◆ Required work ◆
Output every line of the listing, exactly and completely.

◆ Source records ◆
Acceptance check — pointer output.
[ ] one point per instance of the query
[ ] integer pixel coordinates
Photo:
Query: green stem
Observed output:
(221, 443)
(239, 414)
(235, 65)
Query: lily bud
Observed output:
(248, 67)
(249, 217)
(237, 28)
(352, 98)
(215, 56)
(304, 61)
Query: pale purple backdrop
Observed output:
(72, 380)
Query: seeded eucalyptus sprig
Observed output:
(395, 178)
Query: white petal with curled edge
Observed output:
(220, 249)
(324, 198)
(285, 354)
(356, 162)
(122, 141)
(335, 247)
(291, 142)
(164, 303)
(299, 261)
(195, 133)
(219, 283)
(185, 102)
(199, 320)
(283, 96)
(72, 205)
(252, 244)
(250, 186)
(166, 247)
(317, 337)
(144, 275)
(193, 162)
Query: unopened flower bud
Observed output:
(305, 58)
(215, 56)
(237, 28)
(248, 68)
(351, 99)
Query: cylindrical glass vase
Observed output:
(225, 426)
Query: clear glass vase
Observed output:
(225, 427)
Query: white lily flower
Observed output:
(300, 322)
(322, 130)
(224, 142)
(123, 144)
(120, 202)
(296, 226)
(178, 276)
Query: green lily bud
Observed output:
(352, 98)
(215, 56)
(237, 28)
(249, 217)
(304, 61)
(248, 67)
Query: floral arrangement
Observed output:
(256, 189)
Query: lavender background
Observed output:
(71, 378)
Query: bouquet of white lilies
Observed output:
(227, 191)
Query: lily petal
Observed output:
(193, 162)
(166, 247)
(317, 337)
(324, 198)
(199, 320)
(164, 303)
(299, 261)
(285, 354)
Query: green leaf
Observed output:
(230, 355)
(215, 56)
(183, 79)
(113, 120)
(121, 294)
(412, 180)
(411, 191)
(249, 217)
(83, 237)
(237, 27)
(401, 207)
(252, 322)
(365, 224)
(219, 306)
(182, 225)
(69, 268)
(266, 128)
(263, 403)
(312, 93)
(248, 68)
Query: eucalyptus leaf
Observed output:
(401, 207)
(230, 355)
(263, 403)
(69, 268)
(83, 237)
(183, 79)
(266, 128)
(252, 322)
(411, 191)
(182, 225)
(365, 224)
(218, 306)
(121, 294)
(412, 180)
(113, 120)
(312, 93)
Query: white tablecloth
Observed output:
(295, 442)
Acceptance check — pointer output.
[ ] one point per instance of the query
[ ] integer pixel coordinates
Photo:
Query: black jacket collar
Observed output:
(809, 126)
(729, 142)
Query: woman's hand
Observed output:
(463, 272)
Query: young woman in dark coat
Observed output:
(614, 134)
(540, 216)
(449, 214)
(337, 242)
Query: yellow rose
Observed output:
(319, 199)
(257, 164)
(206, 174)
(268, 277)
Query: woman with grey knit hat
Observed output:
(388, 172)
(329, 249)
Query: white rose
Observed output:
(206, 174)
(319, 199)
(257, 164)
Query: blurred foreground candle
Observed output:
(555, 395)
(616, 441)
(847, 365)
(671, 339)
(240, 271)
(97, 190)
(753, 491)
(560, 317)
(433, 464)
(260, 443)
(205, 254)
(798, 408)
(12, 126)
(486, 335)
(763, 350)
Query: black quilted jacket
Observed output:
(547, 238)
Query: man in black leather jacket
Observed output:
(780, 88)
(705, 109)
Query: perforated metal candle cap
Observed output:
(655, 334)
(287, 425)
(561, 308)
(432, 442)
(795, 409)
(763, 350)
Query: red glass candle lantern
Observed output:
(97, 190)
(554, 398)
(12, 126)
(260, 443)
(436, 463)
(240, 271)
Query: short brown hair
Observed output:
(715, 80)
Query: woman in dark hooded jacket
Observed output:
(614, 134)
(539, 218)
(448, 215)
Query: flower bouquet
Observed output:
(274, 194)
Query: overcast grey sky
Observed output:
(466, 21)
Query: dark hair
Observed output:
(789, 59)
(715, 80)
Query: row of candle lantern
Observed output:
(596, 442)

◆ Output for this exercise ◆
Acceptance check — pointer output.
[ ] one point per instance of the query
[ ] integer pixel coordinates
Photo:
Query: green stem
Observed output:
(221, 443)
(239, 414)
(235, 65)
Query: lily bud
Observed output:
(248, 67)
(249, 217)
(237, 28)
(352, 98)
(215, 56)
(304, 61)
Query: pale purple backdrop
Observed output:
(72, 380)
Query: seeded eucalyptus sprig
Observed output:
(395, 178)
Query: white petal with curled edge
Observed output:
(220, 249)
(324, 198)
(285, 354)
(356, 162)
(122, 141)
(335, 247)
(291, 142)
(164, 303)
(299, 261)
(195, 133)
(219, 283)
(185, 102)
(199, 320)
(283, 96)
(72, 205)
(252, 244)
(250, 186)
(166, 247)
(317, 337)
(144, 275)
(193, 162)
Query: unopened flower bud
Observed output:
(305, 58)
(215, 56)
(237, 28)
(248, 68)
(351, 99)
Query: cylindrical glass vase
Observed output:
(225, 426)
Query: clear glass vase
Observed output:
(225, 427)
Query: white lily flower
Observed output:
(300, 322)
(322, 130)
(224, 142)
(123, 144)
(120, 202)
(296, 226)
(178, 276)
Query: green lily bud
Observed output:
(352, 98)
(215, 56)
(237, 28)
(249, 217)
(304, 61)
(248, 67)
Query: floral arrangement
Observed output:
(256, 189)
Query: lavender background
Observed output:
(71, 378)
Query: bouquet of white lilies
Observed output:
(227, 191)
Query: lily petal
Observed output:
(193, 162)
(166, 247)
(317, 337)
(324, 198)
(199, 320)
(164, 303)
(299, 261)
(285, 354)
Query: green leaf
Observed output:
(230, 355)
(215, 56)
(183, 79)
(113, 120)
(121, 294)
(412, 180)
(411, 191)
(249, 217)
(83, 237)
(237, 27)
(401, 207)
(252, 322)
(365, 224)
(219, 306)
(182, 225)
(69, 268)
(266, 128)
(263, 403)
(312, 93)
(248, 68)
Query: eucalyptus leaf
Observed output:
(401, 207)
(230, 355)
(263, 403)
(69, 268)
(83, 237)
(183, 79)
(266, 128)
(252, 322)
(411, 191)
(182, 225)
(365, 224)
(218, 306)
(121, 294)
(412, 180)
(113, 120)
(312, 93)
Query: white tablecloth
Observed output:
(295, 442)
Acceptance check — pointer output.
[ ] one point per instance of the query
[ ] integer pixel coordinates
Photo:
Query: black jacket collar
Observed output:
(809, 126)
(729, 142)
Query: woman's hand
Observed output:
(463, 272)
Query: young woman in dark coat
Observed output:
(614, 134)
(540, 216)
(449, 214)
(337, 242)
Query: yellow rose
Observed output:
(319, 199)
(257, 164)
(206, 174)
(268, 277)
Query: woman with grey knit hat
Observed output:
(388, 172)
(329, 249)
Query: white rose
Observed output:
(206, 174)
(319, 199)
(257, 164)
Query: blurred foreground candle
Observed output:
(555, 395)
(616, 441)
(847, 365)
(671, 339)
(240, 271)
(97, 190)
(753, 491)
(560, 317)
(433, 464)
(260, 443)
(205, 254)
(798, 408)
(12, 126)
(486, 335)
(763, 350)
Query: black quilted jacket
Observed output:
(547, 238)
Query: man in black leather jacket
Observed output:
(780, 88)
(705, 109)
Query: perforated metal candle cap
Observed output:
(655, 334)
(287, 425)
(561, 308)
(432, 442)
(795, 409)
(763, 350)
Query: red glass candle lantern
Observed output:
(97, 190)
(554, 398)
(12, 126)
(260, 443)
(436, 463)
(240, 271)
Query: short brown hair
Observed output:
(715, 80)
Query: woman in dark hooded jacket
Observed output:
(614, 134)
(539, 218)
(448, 215)
Query: flower bouquet
Observed output:
(274, 194)
Query: overcast grey sky
Observed output:
(466, 21)
Query: dark hair
Observed output:
(789, 59)
(715, 80)
Query: row of candle lantern
Observed output:
(596, 442)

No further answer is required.